### Task to carry out
Copy the entries below in full, keeping them exactly as they are.

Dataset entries
*****

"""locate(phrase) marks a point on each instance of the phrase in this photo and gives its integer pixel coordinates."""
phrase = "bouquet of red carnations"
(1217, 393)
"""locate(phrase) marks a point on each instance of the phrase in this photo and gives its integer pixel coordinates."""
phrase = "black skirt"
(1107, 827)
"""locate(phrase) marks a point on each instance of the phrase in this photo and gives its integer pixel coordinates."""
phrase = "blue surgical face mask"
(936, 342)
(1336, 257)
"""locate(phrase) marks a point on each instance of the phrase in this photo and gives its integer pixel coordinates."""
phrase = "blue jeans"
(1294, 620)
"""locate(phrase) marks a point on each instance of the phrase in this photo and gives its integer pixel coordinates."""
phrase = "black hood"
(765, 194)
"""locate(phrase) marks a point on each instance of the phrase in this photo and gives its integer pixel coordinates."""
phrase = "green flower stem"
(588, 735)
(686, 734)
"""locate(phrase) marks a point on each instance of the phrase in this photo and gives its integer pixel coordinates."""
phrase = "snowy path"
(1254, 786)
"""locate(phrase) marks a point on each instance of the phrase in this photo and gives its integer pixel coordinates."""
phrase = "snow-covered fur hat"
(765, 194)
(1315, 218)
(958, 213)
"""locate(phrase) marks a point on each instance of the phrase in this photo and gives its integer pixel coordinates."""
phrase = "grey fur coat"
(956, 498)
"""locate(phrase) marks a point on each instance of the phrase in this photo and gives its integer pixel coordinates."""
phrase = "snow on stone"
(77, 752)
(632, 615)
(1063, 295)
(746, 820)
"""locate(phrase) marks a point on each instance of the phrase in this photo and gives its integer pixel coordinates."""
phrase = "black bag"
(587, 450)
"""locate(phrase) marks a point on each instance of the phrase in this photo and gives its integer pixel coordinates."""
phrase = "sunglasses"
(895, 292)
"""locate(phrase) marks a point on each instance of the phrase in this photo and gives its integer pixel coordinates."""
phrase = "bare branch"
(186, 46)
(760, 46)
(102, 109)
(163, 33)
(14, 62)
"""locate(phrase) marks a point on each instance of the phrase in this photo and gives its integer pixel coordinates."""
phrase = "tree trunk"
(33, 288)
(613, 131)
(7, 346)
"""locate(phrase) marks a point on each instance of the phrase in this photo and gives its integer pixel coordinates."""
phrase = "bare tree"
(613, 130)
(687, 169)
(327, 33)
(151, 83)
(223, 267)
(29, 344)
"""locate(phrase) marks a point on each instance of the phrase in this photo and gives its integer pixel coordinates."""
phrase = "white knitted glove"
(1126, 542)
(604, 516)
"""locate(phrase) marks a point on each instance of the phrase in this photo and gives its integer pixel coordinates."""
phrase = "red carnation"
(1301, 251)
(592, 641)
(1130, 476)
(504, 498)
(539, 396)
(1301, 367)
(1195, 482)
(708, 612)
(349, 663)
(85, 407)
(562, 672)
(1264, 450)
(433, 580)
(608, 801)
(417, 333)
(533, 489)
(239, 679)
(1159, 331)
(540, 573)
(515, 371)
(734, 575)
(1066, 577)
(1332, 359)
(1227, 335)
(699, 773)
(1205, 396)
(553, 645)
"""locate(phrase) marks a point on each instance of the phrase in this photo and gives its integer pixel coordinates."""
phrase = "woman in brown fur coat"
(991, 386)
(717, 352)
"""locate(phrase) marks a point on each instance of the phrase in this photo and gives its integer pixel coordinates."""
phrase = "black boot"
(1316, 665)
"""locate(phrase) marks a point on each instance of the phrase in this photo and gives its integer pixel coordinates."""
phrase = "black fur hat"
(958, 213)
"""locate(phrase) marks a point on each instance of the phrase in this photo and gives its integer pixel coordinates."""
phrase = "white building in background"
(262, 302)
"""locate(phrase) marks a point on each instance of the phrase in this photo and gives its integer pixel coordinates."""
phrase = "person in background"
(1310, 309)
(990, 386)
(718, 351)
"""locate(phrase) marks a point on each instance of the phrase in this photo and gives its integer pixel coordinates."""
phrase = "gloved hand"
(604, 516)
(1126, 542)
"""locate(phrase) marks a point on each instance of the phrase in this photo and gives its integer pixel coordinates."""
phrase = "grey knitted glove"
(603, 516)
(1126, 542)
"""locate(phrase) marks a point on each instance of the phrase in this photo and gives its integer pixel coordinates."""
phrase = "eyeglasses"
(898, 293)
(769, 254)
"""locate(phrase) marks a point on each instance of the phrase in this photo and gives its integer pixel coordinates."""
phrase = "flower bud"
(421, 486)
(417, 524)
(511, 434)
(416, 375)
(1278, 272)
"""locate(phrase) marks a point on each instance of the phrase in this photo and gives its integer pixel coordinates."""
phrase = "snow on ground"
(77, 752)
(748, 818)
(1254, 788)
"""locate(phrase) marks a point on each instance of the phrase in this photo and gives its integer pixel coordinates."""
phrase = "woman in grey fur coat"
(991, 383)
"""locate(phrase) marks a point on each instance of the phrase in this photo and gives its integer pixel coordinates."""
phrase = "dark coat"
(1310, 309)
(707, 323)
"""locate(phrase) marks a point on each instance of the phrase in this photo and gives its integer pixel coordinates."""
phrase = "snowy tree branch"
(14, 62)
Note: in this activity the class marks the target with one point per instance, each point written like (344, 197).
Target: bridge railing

*****

### Solved exercise
"""locate(phrase) marks a point on each instance of the phrase in this photo and gives its integer pixel coordinates."""
phrase = "bouquet of red carnations"
(1217, 393)
"""locate(phrase) marks a point on each instance of the phrase in this photo and gives its integer pixel coordinates."""
phrase = "black skirt"
(1107, 827)
"""locate(phrase) marks a point on each instance of the phrase in this photo and gives its integer pixel coordinates."""
phrase = "blue surgical face mask"
(936, 342)
(1336, 257)
"""locate(phrase) marks a point on each instance of the phrase in this photo and gives its integer pixel coordinates."""
phrase = "blue jeans"
(1294, 620)
"""locate(phrase) marks a point on each instance of the phrase in this photo and gives its integer pixel coordinates."""
phrase = "black hood"
(765, 194)
"""locate(phrase) marks a point on each instance of the phrase in this photo and gives its integer pixel coordinates."""
phrase = "green flower stem"
(588, 735)
(686, 734)
"""locate(phrase) marks a point on each instance of the phrase in this photo and gives its integer pixel coordinates."""
phrase = "snowy path"
(1254, 786)
"""locate(phrase) marks a point on each instance of the phrase in this photo and gives its integer pixel coordinates."""
phrase = "snow-covered fur hat"
(765, 194)
(1315, 218)
(958, 213)
"""locate(phrase) marks a point on each instance of the phrase in this photo and gives its integer pixel coordinates."""
phrase = "grey fur coat"
(956, 498)
"""locate(phrase) marks a point on each instance of the phrase in this photo and gives its integer pixel coordinates."""
phrase = "snow on stone"
(77, 752)
(632, 615)
(1063, 295)
(746, 820)
"""locate(phrase) marks a point on each instance of the phrase in this photo and gives its integer pixel coordinates."""
phrase = "black bag"
(587, 450)
"""locate(phrase) marks a point on each instance of the phrase in this photo and gives its integer pixel coordinates."""
phrase = "sunglasses"
(895, 292)
"""locate(phrase) marks a point on each instance of the phrase in this photo and gives its integer pixel coordinates."""
phrase = "bare branch"
(186, 46)
(760, 46)
(102, 109)
(163, 33)
(14, 62)
"""locate(phrase) marks a point on each instance of the phrase in this photo and gives its integer pixel coordinates."""
phrase = "tree trunk"
(33, 288)
(613, 131)
(7, 346)
"""locate(phrase) marks a point on each instance of the phrase in this photo and gives its integer pixel coordinates."""
phrase = "bare tree"
(613, 130)
(687, 169)
(327, 33)
(151, 83)
(223, 267)
(29, 344)
"""locate(phrase) marks a point on each instance of the phrase in this photo and gives its integer pixel coordinates."""
phrase = "white knitted glove"
(1126, 542)
(604, 516)
"""locate(phrase) marks a point on each instance of the phrase in this photo and gives its integer pixel coordinates."""
phrase = "red carnation"
(1301, 251)
(592, 641)
(1130, 476)
(504, 498)
(539, 396)
(1301, 367)
(1195, 482)
(708, 612)
(349, 663)
(85, 407)
(562, 672)
(1264, 450)
(433, 580)
(608, 801)
(417, 333)
(533, 489)
(239, 679)
(1159, 331)
(540, 573)
(515, 371)
(734, 575)
(1066, 577)
(1332, 359)
(1227, 335)
(699, 773)
(1205, 396)
(553, 645)
"""locate(phrase) marks a point on each instance of the phrase in this photo and gives its integer pixel coordinates."""
phrase = "woman in brown fur coat"
(991, 386)
(717, 352)
"""locate(phrase) marks a point on each instance of the phrase in this photo and gives its integer pixel coordinates."""
phrase = "black boot"
(1316, 665)
"""locate(phrase) marks a point on each instance of the phrase in this photo and gives its integer pixel coordinates."""
phrase = "black fur hat"
(958, 213)
"""locate(phrase) marks a point on each instance of the phrase in this photo and gives its integer pixel coordinates."""
phrase = "white building in background"
(262, 302)
"""locate(phrase) marks a point on each instance of the phrase in this photo and gives its integer pixel coordinates."""
phrase = "person in background"
(1310, 309)
(990, 386)
(718, 351)
"""locate(phrase) marks a point on each instance of the phrase in this photo and gives its integer pixel coordinates."""
phrase = "gloved hand"
(604, 516)
(1126, 542)
"""locate(phrase) marks a point on each instance of the phrase in this photo and gives its integer pixel coordinates."""
phrase = "grey knitted glove"
(603, 516)
(1126, 542)
"""locate(phrase) marks a point on each instance of the phrase in this photo and gives its integer pixel coordinates."""
phrase = "eyeglasses"
(898, 293)
(769, 254)
"""locate(phrase) marks a point on each instance of the phrase in this photo and gives its integer pixel coordinates."""
phrase = "flower bud"
(421, 486)
(417, 524)
(511, 434)
(416, 375)
(1278, 272)
"""locate(phrase) marks a point on each instance of the phrase in this photo and gives its integer pixel coordinates."""
phrase = "snow on ground"
(77, 752)
(748, 818)
(1254, 788)
"""locate(phrase) marks a point on each instance of the phrase in this photo and gives its integer pixel coordinates."""
phrase = "woman in grey fur coat"
(991, 383)
"""locate(phrase) marks a point on each instance of the phrase in this photo and gives its integer pixel coordinates."""
phrase = "dark coat"
(1310, 309)
(707, 323)
"""locate(phrase) marks a point on each instance of the phrase in this photo and gives its integer pixel coordinates."""
phrase = "snowy tree branch"
(14, 62)
Note: in this activity the class marks the target with one point per instance, each point written like (344, 197).
Target: bridge railing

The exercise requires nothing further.